### STATED PROBLEM
Present the lines of the records below as a numbered list, with blank lines left out. Leave the pictures out of your list.

### EXTRACTED ENTRIES

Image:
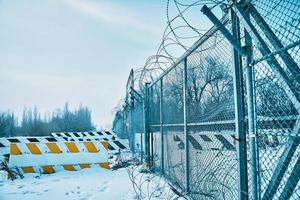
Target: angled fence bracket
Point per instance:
(206, 11)
(287, 85)
(275, 42)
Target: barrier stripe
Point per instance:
(90, 147)
(51, 169)
(28, 169)
(82, 166)
(33, 148)
(69, 167)
(14, 150)
(53, 147)
(72, 147)
(48, 169)
(105, 144)
(104, 165)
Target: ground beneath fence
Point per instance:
(80, 185)
(86, 184)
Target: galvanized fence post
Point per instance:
(143, 132)
(131, 124)
(254, 164)
(185, 128)
(161, 124)
(239, 112)
(146, 123)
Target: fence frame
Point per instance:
(244, 102)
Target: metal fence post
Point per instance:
(185, 128)
(254, 167)
(161, 124)
(143, 132)
(131, 129)
(239, 113)
(146, 123)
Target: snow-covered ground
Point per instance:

### WRITTEN SOLUTION
1. Image:
2. Target: angled fence bracket
3. Point per instance:
4. (206, 11)
5. (287, 85)
6. (275, 42)
7. Target: barrier stripe
8. Point per instance:
9. (90, 147)
10. (51, 169)
11. (28, 169)
12. (82, 166)
13. (33, 148)
14. (69, 167)
15. (14, 150)
16. (53, 147)
17. (72, 147)
18. (48, 169)
19. (105, 144)
20. (104, 165)
21. Target: ground beneath fence
22. Point per instance:
23. (80, 185)
24. (86, 184)
25. Target: galvanized fence post
26. Point per instance:
27. (143, 132)
28. (131, 124)
29. (254, 164)
30. (185, 128)
31. (161, 124)
32. (239, 112)
33. (146, 123)
34. Target: fence frame
35. Point per instance:
36. (244, 102)
37. Target: metal fence post
38. Point per instance:
39. (185, 128)
40. (254, 167)
41. (161, 124)
42. (143, 132)
43. (131, 129)
44. (239, 113)
45. (146, 123)
46. Target: snow-covered ground
47. Point per instance:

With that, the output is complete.